Records from a data source
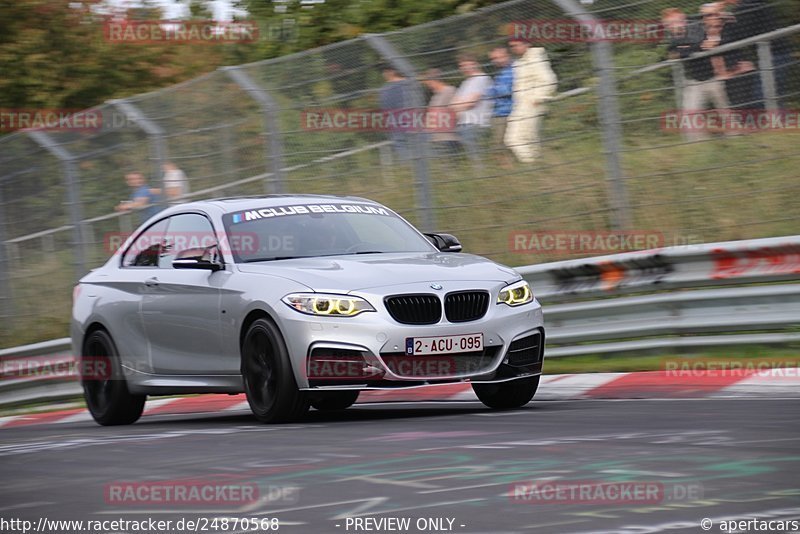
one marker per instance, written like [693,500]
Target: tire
[326,401]
[507,395]
[269,383]
[106,392]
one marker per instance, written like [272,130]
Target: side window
[185,231]
[147,248]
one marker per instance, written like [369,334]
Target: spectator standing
[394,97]
[501,92]
[176,185]
[702,86]
[751,18]
[144,199]
[684,36]
[534,84]
[439,118]
[472,108]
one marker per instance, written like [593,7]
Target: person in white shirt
[176,185]
[535,84]
[473,109]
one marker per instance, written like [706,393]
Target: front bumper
[373,346]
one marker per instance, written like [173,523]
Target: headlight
[325,304]
[515,294]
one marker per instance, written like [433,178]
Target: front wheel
[507,395]
[105,389]
[269,383]
[333,400]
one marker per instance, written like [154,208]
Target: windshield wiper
[276,258]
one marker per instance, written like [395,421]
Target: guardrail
[720,294]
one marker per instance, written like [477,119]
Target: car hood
[355,272]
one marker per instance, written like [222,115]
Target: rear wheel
[333,400]
[507,395]
[269,383]
[104,386]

* _Instruction_
Switch every "Target" in the entries above to "Object" and write the entries out again with nothing else changed. Leave the pictures out.

* _Output for this task_
one marker per instance, written like [693,500]
Object: tire
[326,401]
[507,395]
[269,383]
[106,392]
one marker per instance, written like [272,130]
Object: side window
[185,231]
[147,248]
one marker per instance, written like [369,334]
Object: spectator standing
[394,97]
[501,92]
[176,185]
[702,86]
[751,18]
[144,199]
[684,36]
[534,84]
[439,118]
[472,108]
one marker per instance, written like [593,7]
Object: person in white shirt
[176,185]
[535,84]
[473,109]
one marker per instance, written like [706,393]
Object: front bumper
[373,346]
one marker per instance, written like [173,523]
Object: headlight
[325,304]
[515,294]
one marker per instance, written like [433,178]
Object: front wheel
[507,395]
[105,389]
[269,383]
[333,400]
one marker per instance, written like [154,208]
Object: windshield wiper
[276,258]
one marker per instance, written like [395,421]
Object: guardrail
[720,294]
one marker per instance, written like [477,119]
Object: car hood
[355,272]
one marker per instance, written like [222,115]
Object: rear wheel
[333,400]
[507,395]
[269,383]
[104,386]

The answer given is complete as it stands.